# Project 2 Barrier Sync - AOS Fall2024

Yuan Yang (yyang 998)

October 15, 2024

### 1 Introduction

Barrier is a strategy often used to maintain synchronization between processes or threads in parallel programs[1]. The main idea is that any thread/process should not pass a certain point until all the other threads/process in the same group reached this point. This certain point in program is what we called barrier. For example, if there are 8 threads, all the threads arrived at barrier except thread #8, then threads from 1 to 7 need to wait for thread #8 to reach barrier.

There are various strategies for implementing a barrier and the paper from Mellor-Crummey and Scott[2] introduced some of the representative implementations. In this work, I implemented 4 different barriers in [2]: Sense-Reversing Centralized Barrier, Dissemination Barrier, Tournament Barrier, and a Tree-based Barrier with 4-Ary arrival. I also combined the Tree-based Barrier with the Tournament Barrier to promote synchronization between multiple nodes (each with multiple threads in it).

In order to promote parallelism, two protocols OpenMP and MPI were used for programming in C. With OpenMP, we can run parallel algorithm on shared-memory multiprocessor/multicore machines, and mutilple threads share memory space. With MPI, we can run parallel algorithm on distributed memory systems, and each process has its own memory and data are exchanged via messaging passing between processes.[3] The details of implementation would be introduced in Section 3.

The performance of barriers were evaluated under multiple circumstances:

- Synchronize between multiple running threads in one node (OpenMP);
- Synchronize between multiple nodes/processes with 1 thread in each (MPI);
- Synchronize between multiple nodes/processes with multiple running threads in each (OpenMP + MPI).

During performance evaluate, the number of nodes and number of threads for parallel programming are varied, and the average time for threads/processes to reach barriers are recorded and compared. The experimental details and results discussion are presented in Section 4 and 5.

**Data provided:**
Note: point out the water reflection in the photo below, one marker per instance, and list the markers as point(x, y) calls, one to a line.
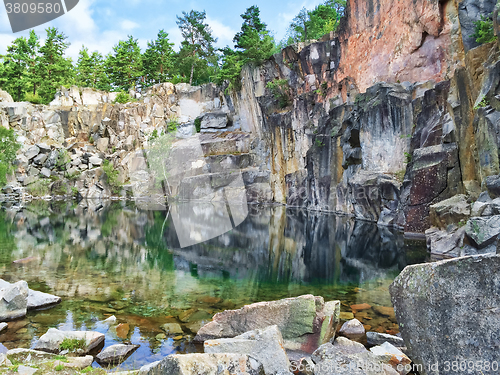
point(125, 261)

**What you should do:** Quote the passage from the barrier synchronization report starting at "Barrier is a" and ending at "to reach barrier.".

**The completed task:**
Barrier is a strategy often used to maintain synchronization between processes or threads in parallel programs[1]. The main idea is that any thread/process should not pass a certain point until all the other threads/process in the same group reached this point. This certain point in program is what we called barrier. For example, if there are 8 threads, all the threads arrived at barrier except thread #8, then threads from 1 to 7 need to wait for thread #8 to reach barrier.